# QUOTED TEXT
□ □ □ □ □
House Robber

Problem

You are given an integer array nums where nums[i] represents the amount of money the ith house has. The houses are arranged in a straight line, i.e. the ith house is the neighbor of the (i-1)th and (i+1)th house.

You are planning to rob money from the houses, but you cannot rob two adjacent houses because the security system will automatically alert the police if two adjacent houses were both broken into.

Return the maximum amount of money you can rob without alerting the police.

Examples

Example 1:

Input: nums = [1,1,3,3]

Output: 4

Explanation: nums[0] + nums[2] = 1 + 3 = 4.

Example 2:

Input: nums = [2,9,8,3,6]

Output: 16

Explanation: nums[0] + nums[2] + nums[4] = 2 + 8 + 6 = 16.

Constraints

• 1 <= nums.length <= 100
• 0 <= nums[i] <= 100

You should aim for a solution as good or better than O(n) time and O(n) space, where n is the number of houses.

Solution

Current index is the most we can rob up to and including that house. The value for a given index is the maximum of the previous house (since we can’t rob current house if we rob the previous house) and the current house + 2 indices previously

class Solution {
public:
    int rob(vector<int>& nums) {
        if (nums.empty()) { return 0; }
        if (nums.size() == 1) { return nums[0]; }
        nums[1] = std::max(nums[0], nums[1]);
        for (int i = 2; i < nums.size(); ++i) {
            nums[i] = std::max(nums[i - 1], nums[i] + nums[i - 2]);
        }
        return nums[nums.size() - 1];
    }
};
□ □ □ □ □
# EXERCISE BRIEF
Rewrite the passage of the House Robber problem that opens with "You are planning" and closes with "nums[2] = 1 + 3 = 4.", putting "homeowners" in place of "police". The data that follows comes from a separate source.

# STORED ROWS
□ □ □ □ □
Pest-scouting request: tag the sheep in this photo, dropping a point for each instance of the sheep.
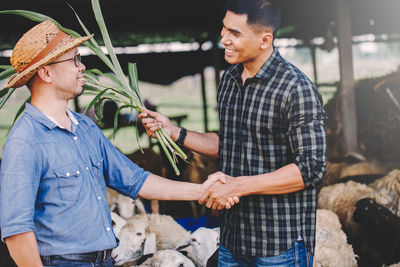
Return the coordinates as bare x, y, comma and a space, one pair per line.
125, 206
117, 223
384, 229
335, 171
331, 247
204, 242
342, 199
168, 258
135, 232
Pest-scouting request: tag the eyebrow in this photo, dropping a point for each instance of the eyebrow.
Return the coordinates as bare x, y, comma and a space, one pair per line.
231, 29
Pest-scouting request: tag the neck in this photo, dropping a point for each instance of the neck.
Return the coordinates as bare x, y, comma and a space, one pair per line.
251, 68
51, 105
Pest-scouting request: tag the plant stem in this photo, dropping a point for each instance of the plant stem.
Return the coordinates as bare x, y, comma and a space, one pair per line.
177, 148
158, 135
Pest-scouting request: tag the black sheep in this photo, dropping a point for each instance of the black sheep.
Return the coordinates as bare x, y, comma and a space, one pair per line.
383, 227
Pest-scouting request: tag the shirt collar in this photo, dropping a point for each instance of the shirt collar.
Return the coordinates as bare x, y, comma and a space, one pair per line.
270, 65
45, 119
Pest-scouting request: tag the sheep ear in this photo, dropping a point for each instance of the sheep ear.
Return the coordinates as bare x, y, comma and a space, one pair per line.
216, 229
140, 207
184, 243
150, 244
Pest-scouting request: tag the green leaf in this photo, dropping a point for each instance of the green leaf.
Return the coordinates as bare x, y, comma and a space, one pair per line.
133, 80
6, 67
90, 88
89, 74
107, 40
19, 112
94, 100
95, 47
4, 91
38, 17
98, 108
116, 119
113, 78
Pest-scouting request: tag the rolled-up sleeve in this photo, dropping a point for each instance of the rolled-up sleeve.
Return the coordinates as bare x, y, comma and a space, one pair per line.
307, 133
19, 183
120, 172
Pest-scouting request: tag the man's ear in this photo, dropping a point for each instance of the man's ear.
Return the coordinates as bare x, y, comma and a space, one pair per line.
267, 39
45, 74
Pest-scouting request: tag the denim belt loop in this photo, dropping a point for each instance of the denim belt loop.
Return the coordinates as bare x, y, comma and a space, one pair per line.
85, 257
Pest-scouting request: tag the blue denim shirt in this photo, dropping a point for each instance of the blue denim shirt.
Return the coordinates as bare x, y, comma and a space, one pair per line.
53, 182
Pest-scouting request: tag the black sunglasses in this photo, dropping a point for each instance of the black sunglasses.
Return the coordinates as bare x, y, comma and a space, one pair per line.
□ □ □ □ □
# IN RESPONSE
You are planning to rob money from the houses, but you cannot rob two adjacent houses because the security system will automatically alert the homeowners if two adjacent houses were both broken into.

Return the maximum amount of money you can rob without alerting the homeowners.

Examples

Example 1:

Input: nums = [1,1,3,3]

Output: 4

Explanation: nums[0] + nums[2] = 1 + 3 = 4.